**Istruzioni:**
Scrivi il seguito della recensione dell'album "Cantami o Musa" riportata qui sotto, partendo subito dopo la sua ultima frase.

**Blocco di testo:**
I brani che preferisco di questo album sono il preludio e l’epilogo. Si tratta di due brevi pieces per piano solo, dal sapore jazzato melodico, quasi totalmente avulse del resto del lavoro.
Non è il massimo iniziare così una recensione, lo so, ma si da il caso che questa sia stata la prima cosa che mi è venuta in mente dopo il primo ascolto di “Cantami o Musa”. Sfortunatamente, la mia opinione non è cambiata molto agli ascolti successivi. Peccato, perché l’autore sembra molto convinto del valore della sua arte, tanto da ammantarla di un velo di pretenziosità (spero non voluto) che si avverte soprattutto nei testi, carichi di retorica poetica e barocchismi nascosti dietro una finta semplicità fatta di temi spirituali e intimisti. Disgraziatamente, la musica non aiuta a migliorare le cose. Si tratta di un folk melodico lento e meditativo, basato, in ogni brano, su un’ossatura di chitarra acustica e voce per la quale l’autore sembra non fare alcuno sforzo di ricerca della varietà. Onestamente, faccio un po’ di fatica a individuare segni distintivi nei brani, anche se qualcosa (poco) si muove in “Nuvole”, interminabile nenia di un quarto d’ora nel quale compaiono una microcitazione classica (Chopin) e una batteria dal fastidioso suono elettronico che fa a pugni col contesto generale. Più ritmata e interessante “Supermercato”, l’unica traccia con un intento che sfiora il prog. Il resto si muove nello stesso ritmo lento generato dagli arpeggi di chitarra e dalla voce abbastanza monocorde dell’autore, con un andamento da cantilena ripetuto in ogni brano, e con l’ulteriore difetto di voler dilatare a tutti i costi il minutaggio delle tracce.

**Dati registrati:**
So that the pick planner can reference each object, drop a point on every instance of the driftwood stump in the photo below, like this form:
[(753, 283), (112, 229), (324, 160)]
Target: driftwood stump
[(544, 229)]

**Esito del compito:**
Sorvoliamo sulla copertina, anch’essa pretenziosa all’eccesso (Ok… c’è il volto dell’autore ritratto di profilo con una corona d’alloro in testa, su una specie di finta moneta greca o romana. Sul retro, in figura intera, lo stesso autore suona la cetra, vestito di una tunica e con un’espressione estatica sul viso.) C’è una cosa, però, che mi ha colpito molto: gli arrangiamenti sono veramente belli. Basati su archi e flauti, con qualche occasionale voce femminile a sovrapporsi a quella di Bavieri, sono studiati per cercare di contraddistinguere i brani con gusto e in maniera piacevole, risultando però fini a se stessi. Una menzione per l’autore, Massimiliano Giusti, che nell’album suona anche pianoforte e tastiere, è d’obbligo. Per il resto, ho l’impressione che “Cantami o Musa” sia un tentativo dell’autore di ritagliarsi uno spazio come menestrello di classe dedito a musica e argomenti “alti”. Il tentativo, credo sia abbastanza chiaro, per quanto mi riguarda, non è riuscito affatto.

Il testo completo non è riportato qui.